Name every soil type that the article below on the Licantén Malbec gives for the hillside vineyards.

## Excerpted text
________________________

A great-value Chilean Malbec from the pioneers of a new cool coastal region.
From £13.95, $19.99, CA$29.95
‘For a long time (and maybe even now) we were considered crazy people, investing in a 200-ha [500-acre] piece of land near the coast to plant only red grapes … and in an area where only forest and legumes were produced’, wrote Maria Merani, La Roncière’s export director, who kindly helped us precisely locate the new Chile appellation when we were revising the World Atlas of Wine for its eighth edition. She had a front-row seat when the Orueta family (below) applied in 2014 for the creation of a new Licantén DO (denominación de origen), a geographical indication in the westernmost coastal subregion of Curicó (see this map of central Chile), which was finally granted in May 2018. (Maria also took the photo above and the first one of the vineyards below.)
‘As a family-owned winery since 1949, with vineyards in Colchagua and Cachapoal, we knew 12 years ago that the traditional valleys were affected (and are being more and more so as time passes) by global warming, so we needed to move from our comfort zone and find fresh areas if we wanted to produce fresh red wines. There was no other option. It took more than two years to find the right place.
‘People in the industry were somewhat sceptical that something good would result from this vineyard, but we knew that the future was there! There were no vineyards in the area, so there was no information about how good or bad the result would be, but we were so sure and confident about it!’
Their confidence is well placed, if this wine is anything to go by. Whereas many in Chile and especially Argentina have sought out higher elevations for freshness, in Chile the cooler coastal zones (as well as more southerly latitudes such as Patagonia – see Ferran’s comments on Austral in his recent article on southern Chile and Jancis’s 2017 article on Chile’s most southerly vineyard) seem to offer a whole new opportunity for fresher styles of wines.
Of the estate's 200 ha, 120 were planted in 2012–2013 with Cabernet Sauvignon, Merlot, Carmenère, Syrah, Cabernet Franc, Pinot Noir, Malbec, Petit Verdot and Carignan, using a range of clones and rootstocks for each variety. The rest of the estate is given over to native flora in order to preserve biodiversity, giving the site 'greater resilience in the face of climate change', as chief winemaker Juan Muñoz (further below) explained. They are still the only producer in the new DO – the nearest commercial vineyard is about 50 km away.
Expositions and slopes vary considerably because the vines are planted on the hills of the ancient coastal mountain range, ‘a mosaic of different types of soil [see the map below] with metamorphic character such as licorellas, shales (lutitas), gravel and some granitic loam sectors’. Irrigation water comes from the nearby Mataquito River (below). Licantén, incidentally, means 'precious stones / special stones / magic stones' in Mapudungun, the language of the indigenous Mapuche people.
The local climate is very important for the style of the wine: summers are dry, with no cloud cover, but maximum temperatures during the summer (typically 27 °C/80 °F in January) are up to 5 °C cooler than in many other Chilean winegrowing regions so that ripening is longer and slower. Most importantly, every day during the summer there’s a south-westerly breeze from the Pacific in the early afternoon, which cools the vineyards.

________________________

## Given entries
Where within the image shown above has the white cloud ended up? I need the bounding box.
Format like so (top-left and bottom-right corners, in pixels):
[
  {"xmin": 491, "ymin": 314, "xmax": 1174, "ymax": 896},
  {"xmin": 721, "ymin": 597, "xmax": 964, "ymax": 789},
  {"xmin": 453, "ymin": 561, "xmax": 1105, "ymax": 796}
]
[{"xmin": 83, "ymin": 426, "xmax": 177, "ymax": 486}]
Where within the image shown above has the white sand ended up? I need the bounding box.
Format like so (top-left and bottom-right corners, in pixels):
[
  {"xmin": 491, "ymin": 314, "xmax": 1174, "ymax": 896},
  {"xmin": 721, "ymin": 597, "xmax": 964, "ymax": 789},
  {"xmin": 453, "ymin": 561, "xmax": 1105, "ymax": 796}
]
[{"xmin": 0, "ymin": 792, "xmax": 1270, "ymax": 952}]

________________________

## Worked answer
- Licorellas
- Shales (lutitas)
- Gravel
- Granitic loam